Reproduce each of the rows below exactly as they appear.

Lines of data

>>

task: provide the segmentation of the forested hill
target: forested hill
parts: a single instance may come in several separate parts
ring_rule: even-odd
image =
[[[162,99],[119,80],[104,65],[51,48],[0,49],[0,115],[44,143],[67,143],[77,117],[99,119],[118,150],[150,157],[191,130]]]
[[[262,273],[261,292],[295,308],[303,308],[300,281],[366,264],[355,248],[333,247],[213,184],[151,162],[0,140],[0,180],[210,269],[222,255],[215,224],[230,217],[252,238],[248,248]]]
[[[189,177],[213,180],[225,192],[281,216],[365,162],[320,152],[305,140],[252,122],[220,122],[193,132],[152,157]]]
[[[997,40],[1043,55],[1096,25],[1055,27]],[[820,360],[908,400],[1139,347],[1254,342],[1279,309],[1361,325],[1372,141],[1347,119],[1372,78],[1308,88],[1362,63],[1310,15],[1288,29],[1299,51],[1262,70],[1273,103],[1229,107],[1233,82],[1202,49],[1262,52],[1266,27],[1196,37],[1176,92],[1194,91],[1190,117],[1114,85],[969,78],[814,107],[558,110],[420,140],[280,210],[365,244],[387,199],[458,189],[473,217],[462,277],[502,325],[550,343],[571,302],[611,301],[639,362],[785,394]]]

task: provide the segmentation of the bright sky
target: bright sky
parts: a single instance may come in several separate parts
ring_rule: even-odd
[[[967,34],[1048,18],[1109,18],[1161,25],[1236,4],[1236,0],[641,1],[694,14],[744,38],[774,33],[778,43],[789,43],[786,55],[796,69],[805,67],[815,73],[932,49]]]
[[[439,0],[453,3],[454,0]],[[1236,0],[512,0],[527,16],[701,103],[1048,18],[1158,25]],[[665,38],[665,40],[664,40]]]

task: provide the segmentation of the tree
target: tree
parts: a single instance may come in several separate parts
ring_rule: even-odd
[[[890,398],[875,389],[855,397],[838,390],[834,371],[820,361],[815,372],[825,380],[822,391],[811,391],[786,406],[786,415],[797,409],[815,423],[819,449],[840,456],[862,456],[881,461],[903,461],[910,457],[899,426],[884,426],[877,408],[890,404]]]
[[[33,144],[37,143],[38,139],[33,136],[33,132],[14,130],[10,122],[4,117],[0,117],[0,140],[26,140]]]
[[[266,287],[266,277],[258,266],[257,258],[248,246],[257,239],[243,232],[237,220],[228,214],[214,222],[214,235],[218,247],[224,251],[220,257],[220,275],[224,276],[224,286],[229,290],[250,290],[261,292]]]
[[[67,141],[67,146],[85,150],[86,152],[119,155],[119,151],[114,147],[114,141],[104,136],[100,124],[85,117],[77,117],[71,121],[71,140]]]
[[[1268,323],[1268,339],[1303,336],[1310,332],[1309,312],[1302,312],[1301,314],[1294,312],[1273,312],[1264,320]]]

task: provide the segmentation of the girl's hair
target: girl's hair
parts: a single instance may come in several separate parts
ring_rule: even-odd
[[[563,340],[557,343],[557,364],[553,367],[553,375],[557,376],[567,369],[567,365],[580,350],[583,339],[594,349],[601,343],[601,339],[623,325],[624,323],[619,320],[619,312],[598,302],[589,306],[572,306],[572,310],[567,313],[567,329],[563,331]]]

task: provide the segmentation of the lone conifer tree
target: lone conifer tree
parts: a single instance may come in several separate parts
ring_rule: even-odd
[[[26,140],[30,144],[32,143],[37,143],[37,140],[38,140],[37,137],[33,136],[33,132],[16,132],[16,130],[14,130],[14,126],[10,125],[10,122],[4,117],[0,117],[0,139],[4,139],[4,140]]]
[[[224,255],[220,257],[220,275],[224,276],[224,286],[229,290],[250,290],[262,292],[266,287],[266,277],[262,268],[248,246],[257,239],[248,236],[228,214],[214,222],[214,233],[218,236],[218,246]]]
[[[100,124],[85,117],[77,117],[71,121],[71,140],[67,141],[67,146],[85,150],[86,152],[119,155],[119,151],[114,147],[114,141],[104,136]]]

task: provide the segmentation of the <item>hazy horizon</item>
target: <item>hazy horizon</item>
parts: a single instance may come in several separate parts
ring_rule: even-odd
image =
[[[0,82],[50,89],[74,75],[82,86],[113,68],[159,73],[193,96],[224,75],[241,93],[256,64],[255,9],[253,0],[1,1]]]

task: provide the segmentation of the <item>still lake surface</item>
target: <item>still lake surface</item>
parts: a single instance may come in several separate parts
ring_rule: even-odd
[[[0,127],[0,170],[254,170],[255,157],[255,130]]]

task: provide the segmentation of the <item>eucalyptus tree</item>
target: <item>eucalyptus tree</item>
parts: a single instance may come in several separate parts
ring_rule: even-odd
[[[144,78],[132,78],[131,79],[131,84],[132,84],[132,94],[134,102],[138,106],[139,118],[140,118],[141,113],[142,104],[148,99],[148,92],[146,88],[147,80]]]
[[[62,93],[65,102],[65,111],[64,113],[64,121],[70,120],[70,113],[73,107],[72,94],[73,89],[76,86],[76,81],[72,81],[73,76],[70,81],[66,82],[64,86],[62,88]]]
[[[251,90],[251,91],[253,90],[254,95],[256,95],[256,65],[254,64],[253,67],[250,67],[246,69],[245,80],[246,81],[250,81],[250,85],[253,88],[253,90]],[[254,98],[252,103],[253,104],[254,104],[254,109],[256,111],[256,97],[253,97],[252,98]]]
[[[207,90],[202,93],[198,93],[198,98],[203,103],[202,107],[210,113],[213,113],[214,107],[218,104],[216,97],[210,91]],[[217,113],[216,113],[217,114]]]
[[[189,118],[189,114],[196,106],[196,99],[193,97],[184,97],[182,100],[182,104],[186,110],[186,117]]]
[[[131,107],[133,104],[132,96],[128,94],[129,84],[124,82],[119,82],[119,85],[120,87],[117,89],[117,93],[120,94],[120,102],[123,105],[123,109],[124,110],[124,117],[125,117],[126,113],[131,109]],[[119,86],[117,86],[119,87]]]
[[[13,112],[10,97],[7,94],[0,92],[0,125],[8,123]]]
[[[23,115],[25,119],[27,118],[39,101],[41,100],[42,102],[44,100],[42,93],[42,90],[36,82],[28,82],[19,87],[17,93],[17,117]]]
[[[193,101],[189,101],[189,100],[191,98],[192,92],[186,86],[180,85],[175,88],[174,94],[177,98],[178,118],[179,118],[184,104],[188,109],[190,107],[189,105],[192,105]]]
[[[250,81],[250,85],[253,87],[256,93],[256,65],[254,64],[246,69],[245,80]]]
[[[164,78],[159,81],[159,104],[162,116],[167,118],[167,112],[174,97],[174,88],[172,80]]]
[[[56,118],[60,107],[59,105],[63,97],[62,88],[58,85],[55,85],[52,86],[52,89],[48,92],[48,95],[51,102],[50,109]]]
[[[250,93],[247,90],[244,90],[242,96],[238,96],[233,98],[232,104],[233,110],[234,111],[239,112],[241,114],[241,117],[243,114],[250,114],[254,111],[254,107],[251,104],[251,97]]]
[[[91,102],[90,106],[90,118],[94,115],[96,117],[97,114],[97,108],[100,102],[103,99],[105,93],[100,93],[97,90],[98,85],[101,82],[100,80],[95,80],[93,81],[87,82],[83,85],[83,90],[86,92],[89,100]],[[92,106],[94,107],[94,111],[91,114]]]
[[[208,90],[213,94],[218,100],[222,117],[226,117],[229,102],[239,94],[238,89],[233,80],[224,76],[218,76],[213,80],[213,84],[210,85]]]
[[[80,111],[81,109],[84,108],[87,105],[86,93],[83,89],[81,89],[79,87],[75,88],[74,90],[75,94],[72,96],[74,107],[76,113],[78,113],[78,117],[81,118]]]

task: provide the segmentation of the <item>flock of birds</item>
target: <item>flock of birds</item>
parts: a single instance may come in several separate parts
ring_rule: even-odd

<<

RESPONSE TO THIS TASK —
task: provide the segmentation of the forested hill
target: forested hill
parts: a single instance may come in several separate parts
ring_rule: even-odd
image =
[[[162,99],[119,80],[104,65],[51,48],[0,49],[0,115],[44,143],[67,143],[77,117],[99,119],[118,150],[150,157],[191,130]]]
[[[262,273],[261,292],[295,308],[303,308],[300,281],[366,264],[355,248],[333,247],[213,184],[151,162],[0,140],[0,180],[210,269],[222,255],[215,224],[230,217],[252,238],[248,248]]]
[[[189,177],[213,180],[225,192],[281,216],[365,162],[320,152],[305,140],[252,122],[220,122],[193,132],[152,157]]]
[[[997,40],[1043,55],[1096,25],[1055,27]],[[820,360],[908,400],[1139,347],[1254,342],[1279,309],[1361,325],[1372,141],[1347,119],[1372,78],[1308,88],[1362,63],[1310,15],[1288,29],[1299,51],[1262,70],[1273,103],[1229,107],[1233,82],[1202,49],[1262,52],[1266,27],[1196,37],[1176,92],[1194,91],[1190,117],[1114,85],[969,78],[814,107],[558,110],[420,140],[280,210],[365,244],[387,199],[458,189],[473,217],[462,277],[502,325],[550,343],[571,302],[611,301],[639,362],[785,394]]]

task: provide the segmentation of the bright sky
target: bright sky
parts: a single instance may come in several separate parts
ring_rule: even-odd
[[[967,34],[1048,18],[1109,18],[1161,25],[1236,4],[1236,0],[641,1],[694,14],[744,38],[774,33],[778,43],[789,43],[786,55],[796,69],[805,67],[815,73],[932,49]]]
[[[439,0],[453,3],[454,0]],[[1236,0],[512,0],[527,16],[701,103],[1048,18],[1158,25]],[[665,38],[665,40],[664,40]]]

task: provide the segmentation of the tree
target: tree
parts: a single instance may come in several separate parts
ring_rule: even-odd
[[[890,398],[875,389],[855,397],[838,390],[834,371],[820,361],[815,372],[825,380],[822,391],[811,391],[786,406],[786,415],[797,409],[815,423],[819,449],[840,456],[862,456],[881,461],[903,461],[910,457],[899,426],[884,426],[877,408],[890,404]]]
[[[33,144],[37,143],[38,139],[33,136],[33,132],[14,130],[10,122],[4,117],[0,117],[0,140],[26,140]]]
[[[266,287],[266,277],[258,266],[257,258],[248,246],[257,239],[243,232],[237,220],[228,214],[214,222],[214,235],[218,247],[224,251],[220,257],[220,275],[224,276],[224,286],[229,290],[250,290],[261,292]]]
[[[67,141],[67,146],[85,150],[86,152],[119,155],[119,151],[114,147],[114,141],[104,136],[100,124],[85,117],[77,117],[71,121],[71,140]]]
[[[1268,323],[1268,339],[1303,336],[1310,332],[1309,312],[1302,312],[1301,314],[1294,312],[1273,312],[1264,320]]]

task: provide the segmentation of the girl's hair
target: girl's hair
parts: a single instance may come in several separate parts
ring_rule: even-odd
[[[563,340],[557,343],[557,364],[553,367],[553,375],[557,376],[567,369],[567,365],[580,350],[583,339],[594,349],[601,343],[601,339],[623,325],[624,323],[619,320],[619,312],[598,302],[589,306],[572,306],[572,310],[567,313],[567,329],[563,331]]]

task: provide the segmentation of the lone conifer tree
target: lone conifer tree
parts: a single instance may come in several separate parts
ring_rule: even-odd
[[[26,140],[30,144],[32,143],[37,143],[37,140],[38,140],[37,137],[33,136],[33,132],[16,132],[16,130],[14,130],[14,126],[10,125],[10,122],[4,117],[0,117],[0,139],[4,139],[4,140]]]
[[[224,255],[220,257],[220,275],[224,276],[224,286],[229,290],[250,290],[262,292],[266,287],[266,277],[262,268],[248,246],[257,239],[248,236],[228,214],[214,222],[214,233],[218,236],[218,246]]]
[[[100,124],[85,117],[77,117],[71,121],[71,140],[67,141],[67,146],[85,150],[86,152],[119,155],[119,151],[114,147],[114,141],[104,136]]]

task: provide the segmentation of the <item>hazy horizon</item>
target: <item>hazy horizon</item>
parts: a single instance may come in several separate parts
ring_rule: even-odd
image =
[[[0,82],[50,89],[74,75],[82,86],[113,68],[159,73],[193,96],[224,75],[241,93],[256,64],[255,9],[253,0],[1,1]]]

task: provide the segmentation of the <item>still lake surface</item>
target: <item>still lake surface</item>
parts: a single instance may come in several separate parts
ring_rule: even-odd
[[[0,127],[0,170],[254,170],[255,157],[255,130]]]

task: provide the segmentation of the <item>eucalyptus tree</item>
target: <item>eucalyptus tree</item>
parts: a single instance may come in several separate parts
ring_rule: even-odd
[[[144,78],[132,78],[131,79],[131,84],[132,84],[132,94],[134,102],[138,106],[139,118],[140,118],[141,113],[142,104],[148,99],[148,92],[146,88],[147,80]]]
[[[62,93],[65,102],[65,111],[64,113],[64,121],[70,120],[70,113],[73,107],[72,94],[73,89],[76,86],[76,81],[72,81],[73,76],[70,81],[66,82],[64,86],[62,88]]]
[[[251,90],[251,91],[253,90],[254,95],[256,95],[256,65],[254,64],[253,67],[250,67],[246,69],[245,80],[246,81],[250,81],[250,85],[253,88],[253,90]],[[254,98],[252,103],[253,104],[254,104],[254,109],[256,111],[256,97],[253,97],[252,98]]]
[[[207,90],[202,93],[198,93],[198,98],[203,103],[202,107],[210,113],[213,113],[214,107],[218,104],[216,97],[210,91]],[[217,113],[216,113],[217,114]]]
[[[189,118],[189,114],[196,106],[196,99],[193,97],[184,97],[182,100],[182,104],[186,110],[186,117]]]
[[[131,107],[133,104],[132,96],[128,94],[129,84],[124,82],[119,82],[119,85],[120,87],[117,89],[117,93],[120,94],[120,102],[123,105],[123,109],[124,110],[124,117],[125,117],[126,113],[131,109]],[[119,86],[117,86],[119,87]]]
[[[13,112],[10,97],[7,94],[0,92],[0,125],[8,123]]]
[[[23,115],[25,119],[27,118],[39,101],[41,100],[42,102],[44,100],[42,93],[42,90],[36,82],[28,82],[19,87],[17,93],[17,117]]]
[[[193,101],[189,101],[189,100],[191,98],[192,92],[186,86],[180,85],[175,88],[174,94],[177,98],[178,118],[179,118],[184,104],[188,109],[190,107],[189,105],[192,105]]]
[[[250,81],[250,85],[253,87],[256,93],[256,65],[254,64],[246,69],[245,80]]]
[[[164,78],[159,81],[159,104],[162,116],[167,118],[167,112],[174,97],[174,88],[172,80]]]
[[[56,118],[60,107],[59,105],[63,97],[62,88],[58,85],[55,85],[52,86],[52,89],[48,92],[48,95],[51,102],[50,109]]]
[[[250,93],[247,90],[244,90],[242,96],[238,96],[233,98],[232,104],[233,110],[234,111],[239,112],[241,114],[241,117],[243,114],[250,114],[254,111],[254,107],[251,104],[251,97]]]
[[[91,102],[90,106],[90,118],[94,115],[96,117],[97,114],[97,108],[100,102],[103,99],[105,93],[100,93],[97,90],[98,85],[101,82],[100,80],[95,80],[93,81],[87,82],[83,85],[83,90],[86,92],[89,100]],[[92,106],[94,107],[94,111],[91,114]]]
[[[208,90],[213,94],[218,100],[222,117],[226,117],[229,102],[239,94],[238,89],[233,80],[224,76],[218,76],[213,80],[213,84],[210,85]]]
[[[80,111],[81,109],[84,108],[87,105],[86,93],[83,89],[81,89],[79,87],[75,88],[74,90],[75,94],[72,96],[74,107],[76,113],[78,113],[78,117],[81,118]]]

task: provide the segmentation of the <item>flock of birds</item>
target: <item>flock of birds</item>
parts: a single instance may come in several separate parts
ring_rule: even-odd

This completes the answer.